*REQUIREMENT*
Locate each line below that contains the string "blue" and copy those lines in full.

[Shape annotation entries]
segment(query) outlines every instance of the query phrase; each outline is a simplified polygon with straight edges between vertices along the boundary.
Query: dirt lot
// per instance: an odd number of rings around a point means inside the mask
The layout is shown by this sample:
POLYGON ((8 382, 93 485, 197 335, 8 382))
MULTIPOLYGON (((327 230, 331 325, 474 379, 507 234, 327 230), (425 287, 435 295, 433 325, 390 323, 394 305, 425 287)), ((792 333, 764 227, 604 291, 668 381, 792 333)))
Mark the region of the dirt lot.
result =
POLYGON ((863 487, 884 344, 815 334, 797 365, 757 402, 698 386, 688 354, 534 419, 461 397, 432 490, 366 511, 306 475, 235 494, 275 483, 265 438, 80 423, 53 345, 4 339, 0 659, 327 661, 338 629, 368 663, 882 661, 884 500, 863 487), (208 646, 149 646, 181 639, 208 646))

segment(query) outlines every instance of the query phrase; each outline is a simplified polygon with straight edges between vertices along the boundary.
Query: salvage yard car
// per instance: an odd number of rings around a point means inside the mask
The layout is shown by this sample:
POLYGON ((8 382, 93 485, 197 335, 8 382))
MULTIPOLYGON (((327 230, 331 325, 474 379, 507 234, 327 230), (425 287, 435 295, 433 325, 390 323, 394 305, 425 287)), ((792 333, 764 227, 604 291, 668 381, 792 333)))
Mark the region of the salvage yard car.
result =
...
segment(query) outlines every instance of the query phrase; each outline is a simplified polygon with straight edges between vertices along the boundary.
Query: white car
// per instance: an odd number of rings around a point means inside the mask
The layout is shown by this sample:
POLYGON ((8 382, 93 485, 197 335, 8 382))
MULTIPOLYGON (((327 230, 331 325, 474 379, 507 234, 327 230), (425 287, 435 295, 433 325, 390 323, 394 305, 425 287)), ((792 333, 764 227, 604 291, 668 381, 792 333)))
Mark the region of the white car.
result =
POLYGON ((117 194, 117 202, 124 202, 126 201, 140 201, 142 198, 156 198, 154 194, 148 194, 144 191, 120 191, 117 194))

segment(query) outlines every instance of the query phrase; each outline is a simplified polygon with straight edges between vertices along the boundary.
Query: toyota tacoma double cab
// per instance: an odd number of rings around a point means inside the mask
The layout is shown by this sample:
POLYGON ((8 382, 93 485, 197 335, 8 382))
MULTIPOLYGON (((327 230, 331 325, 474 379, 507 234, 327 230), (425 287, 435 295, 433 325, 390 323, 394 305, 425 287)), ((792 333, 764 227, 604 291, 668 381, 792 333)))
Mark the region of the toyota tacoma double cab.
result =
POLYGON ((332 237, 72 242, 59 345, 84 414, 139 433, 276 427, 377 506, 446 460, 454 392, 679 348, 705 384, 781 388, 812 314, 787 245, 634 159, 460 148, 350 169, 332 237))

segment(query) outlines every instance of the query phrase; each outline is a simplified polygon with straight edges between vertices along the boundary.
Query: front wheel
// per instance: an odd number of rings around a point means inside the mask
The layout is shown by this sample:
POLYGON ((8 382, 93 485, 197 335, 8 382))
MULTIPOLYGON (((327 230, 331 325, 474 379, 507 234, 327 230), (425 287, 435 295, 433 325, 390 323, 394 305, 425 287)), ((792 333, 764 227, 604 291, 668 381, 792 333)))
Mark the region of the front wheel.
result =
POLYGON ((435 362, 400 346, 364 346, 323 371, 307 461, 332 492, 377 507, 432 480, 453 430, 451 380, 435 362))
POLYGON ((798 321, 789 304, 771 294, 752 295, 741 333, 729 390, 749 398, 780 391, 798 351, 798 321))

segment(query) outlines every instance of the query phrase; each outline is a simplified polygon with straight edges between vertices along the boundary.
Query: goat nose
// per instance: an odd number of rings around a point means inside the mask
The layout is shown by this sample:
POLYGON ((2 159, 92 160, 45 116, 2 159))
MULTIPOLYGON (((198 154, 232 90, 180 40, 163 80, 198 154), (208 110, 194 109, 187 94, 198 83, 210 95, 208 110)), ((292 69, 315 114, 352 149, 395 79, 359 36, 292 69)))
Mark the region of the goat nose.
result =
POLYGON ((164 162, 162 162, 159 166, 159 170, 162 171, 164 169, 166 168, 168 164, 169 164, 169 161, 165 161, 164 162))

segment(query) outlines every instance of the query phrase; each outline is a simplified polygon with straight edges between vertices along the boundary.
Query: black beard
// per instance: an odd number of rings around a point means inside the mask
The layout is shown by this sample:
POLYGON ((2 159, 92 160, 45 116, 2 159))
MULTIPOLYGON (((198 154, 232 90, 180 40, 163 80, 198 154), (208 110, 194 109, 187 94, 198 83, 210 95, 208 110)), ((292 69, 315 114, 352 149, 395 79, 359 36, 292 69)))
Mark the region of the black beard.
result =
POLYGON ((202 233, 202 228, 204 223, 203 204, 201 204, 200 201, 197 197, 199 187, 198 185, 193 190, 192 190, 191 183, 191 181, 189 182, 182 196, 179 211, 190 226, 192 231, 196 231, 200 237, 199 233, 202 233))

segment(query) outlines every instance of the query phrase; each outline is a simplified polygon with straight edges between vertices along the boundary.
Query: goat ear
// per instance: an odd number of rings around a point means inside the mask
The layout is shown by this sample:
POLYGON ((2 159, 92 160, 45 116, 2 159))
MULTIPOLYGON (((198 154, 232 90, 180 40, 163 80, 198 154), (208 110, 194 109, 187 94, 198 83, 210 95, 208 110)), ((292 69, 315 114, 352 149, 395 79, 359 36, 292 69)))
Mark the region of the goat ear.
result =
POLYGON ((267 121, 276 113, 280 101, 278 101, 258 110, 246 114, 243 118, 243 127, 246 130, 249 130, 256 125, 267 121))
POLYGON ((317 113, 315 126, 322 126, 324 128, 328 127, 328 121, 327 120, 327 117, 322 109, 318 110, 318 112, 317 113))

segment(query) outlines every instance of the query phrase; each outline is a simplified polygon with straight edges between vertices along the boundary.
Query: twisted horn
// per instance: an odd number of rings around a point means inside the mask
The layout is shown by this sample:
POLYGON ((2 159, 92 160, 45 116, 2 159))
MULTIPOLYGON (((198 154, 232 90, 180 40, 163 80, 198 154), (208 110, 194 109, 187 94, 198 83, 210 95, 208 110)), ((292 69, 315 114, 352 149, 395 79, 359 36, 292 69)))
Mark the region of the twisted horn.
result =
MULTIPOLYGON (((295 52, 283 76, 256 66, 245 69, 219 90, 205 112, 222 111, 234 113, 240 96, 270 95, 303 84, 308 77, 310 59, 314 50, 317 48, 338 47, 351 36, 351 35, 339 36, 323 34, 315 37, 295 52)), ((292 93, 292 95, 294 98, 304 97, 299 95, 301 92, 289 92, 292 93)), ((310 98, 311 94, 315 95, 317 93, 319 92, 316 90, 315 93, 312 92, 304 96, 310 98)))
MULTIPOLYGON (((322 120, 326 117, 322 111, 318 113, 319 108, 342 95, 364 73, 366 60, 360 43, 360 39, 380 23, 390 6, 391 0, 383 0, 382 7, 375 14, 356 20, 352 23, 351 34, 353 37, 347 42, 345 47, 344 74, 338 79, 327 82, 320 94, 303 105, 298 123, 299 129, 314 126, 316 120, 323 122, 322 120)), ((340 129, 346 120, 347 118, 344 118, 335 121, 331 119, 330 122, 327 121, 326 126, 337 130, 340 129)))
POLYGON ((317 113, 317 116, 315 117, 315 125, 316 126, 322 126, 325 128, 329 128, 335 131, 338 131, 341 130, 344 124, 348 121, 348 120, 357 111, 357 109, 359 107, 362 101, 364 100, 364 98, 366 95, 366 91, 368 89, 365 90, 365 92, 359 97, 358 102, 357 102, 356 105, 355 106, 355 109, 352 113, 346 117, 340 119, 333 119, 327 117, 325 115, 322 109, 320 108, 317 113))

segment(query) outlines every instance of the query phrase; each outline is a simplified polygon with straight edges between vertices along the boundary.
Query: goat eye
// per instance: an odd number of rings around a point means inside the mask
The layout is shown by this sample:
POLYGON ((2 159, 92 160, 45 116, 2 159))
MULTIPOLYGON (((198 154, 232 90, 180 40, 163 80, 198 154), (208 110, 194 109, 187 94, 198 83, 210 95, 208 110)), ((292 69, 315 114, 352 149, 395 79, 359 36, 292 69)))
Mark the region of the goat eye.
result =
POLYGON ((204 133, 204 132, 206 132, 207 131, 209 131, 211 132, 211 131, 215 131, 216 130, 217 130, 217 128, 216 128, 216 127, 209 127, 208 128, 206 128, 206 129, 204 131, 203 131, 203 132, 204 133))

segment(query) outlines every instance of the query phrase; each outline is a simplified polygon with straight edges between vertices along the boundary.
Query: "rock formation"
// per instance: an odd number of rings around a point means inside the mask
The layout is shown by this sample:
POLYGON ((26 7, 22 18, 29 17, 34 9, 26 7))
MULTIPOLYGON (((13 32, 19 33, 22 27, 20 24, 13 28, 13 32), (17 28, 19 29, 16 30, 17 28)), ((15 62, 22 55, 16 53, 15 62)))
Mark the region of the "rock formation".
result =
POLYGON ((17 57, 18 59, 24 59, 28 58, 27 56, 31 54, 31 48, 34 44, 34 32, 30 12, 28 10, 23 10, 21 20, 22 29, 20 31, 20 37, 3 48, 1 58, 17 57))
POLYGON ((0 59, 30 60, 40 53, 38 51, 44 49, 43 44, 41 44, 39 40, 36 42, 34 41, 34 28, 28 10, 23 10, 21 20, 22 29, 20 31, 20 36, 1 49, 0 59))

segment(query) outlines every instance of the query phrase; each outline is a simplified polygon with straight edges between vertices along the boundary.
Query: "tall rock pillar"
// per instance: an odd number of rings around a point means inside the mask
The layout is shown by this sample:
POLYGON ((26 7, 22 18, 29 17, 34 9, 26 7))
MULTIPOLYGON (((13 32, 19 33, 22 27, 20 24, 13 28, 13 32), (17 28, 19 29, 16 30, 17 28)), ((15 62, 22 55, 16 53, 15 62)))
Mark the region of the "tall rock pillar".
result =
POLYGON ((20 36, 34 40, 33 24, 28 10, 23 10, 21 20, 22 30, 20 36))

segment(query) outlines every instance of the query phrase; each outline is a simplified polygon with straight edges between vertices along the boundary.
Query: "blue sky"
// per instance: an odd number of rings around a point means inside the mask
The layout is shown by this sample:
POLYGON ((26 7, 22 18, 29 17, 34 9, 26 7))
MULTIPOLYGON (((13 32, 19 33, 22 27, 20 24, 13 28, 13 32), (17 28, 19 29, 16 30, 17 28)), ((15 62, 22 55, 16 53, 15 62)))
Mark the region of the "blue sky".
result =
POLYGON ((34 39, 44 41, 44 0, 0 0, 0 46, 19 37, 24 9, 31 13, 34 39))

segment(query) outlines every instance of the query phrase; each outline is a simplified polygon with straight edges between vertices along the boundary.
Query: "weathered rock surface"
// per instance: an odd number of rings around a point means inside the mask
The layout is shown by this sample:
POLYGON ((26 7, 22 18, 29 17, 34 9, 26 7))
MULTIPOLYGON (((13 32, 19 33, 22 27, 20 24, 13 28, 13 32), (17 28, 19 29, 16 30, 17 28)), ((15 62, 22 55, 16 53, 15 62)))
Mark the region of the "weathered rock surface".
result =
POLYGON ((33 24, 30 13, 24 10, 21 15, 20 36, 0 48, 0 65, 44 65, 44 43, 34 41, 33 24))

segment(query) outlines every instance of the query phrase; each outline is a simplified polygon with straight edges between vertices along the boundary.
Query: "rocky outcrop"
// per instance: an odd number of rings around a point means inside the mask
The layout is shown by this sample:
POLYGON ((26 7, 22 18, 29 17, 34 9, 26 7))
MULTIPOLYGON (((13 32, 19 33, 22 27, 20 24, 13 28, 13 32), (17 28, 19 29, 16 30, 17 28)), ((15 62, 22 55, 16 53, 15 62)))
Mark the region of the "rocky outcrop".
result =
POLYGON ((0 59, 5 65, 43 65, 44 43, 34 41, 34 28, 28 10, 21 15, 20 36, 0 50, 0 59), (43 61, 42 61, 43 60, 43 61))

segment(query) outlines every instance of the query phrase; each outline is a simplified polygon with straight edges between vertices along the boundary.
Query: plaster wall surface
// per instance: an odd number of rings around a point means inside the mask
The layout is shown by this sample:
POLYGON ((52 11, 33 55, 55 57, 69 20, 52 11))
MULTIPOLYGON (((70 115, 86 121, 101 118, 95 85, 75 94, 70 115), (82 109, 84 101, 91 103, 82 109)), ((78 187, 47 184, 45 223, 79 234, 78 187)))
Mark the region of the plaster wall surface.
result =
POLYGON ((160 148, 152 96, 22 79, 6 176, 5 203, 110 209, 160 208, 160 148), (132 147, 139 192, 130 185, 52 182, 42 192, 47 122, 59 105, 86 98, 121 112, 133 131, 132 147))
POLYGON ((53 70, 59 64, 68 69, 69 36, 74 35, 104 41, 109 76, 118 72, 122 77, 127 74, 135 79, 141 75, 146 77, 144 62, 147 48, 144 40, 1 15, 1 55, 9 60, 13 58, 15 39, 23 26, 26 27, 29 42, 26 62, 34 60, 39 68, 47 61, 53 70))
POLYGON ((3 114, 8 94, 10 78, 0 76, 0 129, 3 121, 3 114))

*SOLUTION TO THIS EXERCISE*
Query: "blue sky"
Mark the region of the "blue sky".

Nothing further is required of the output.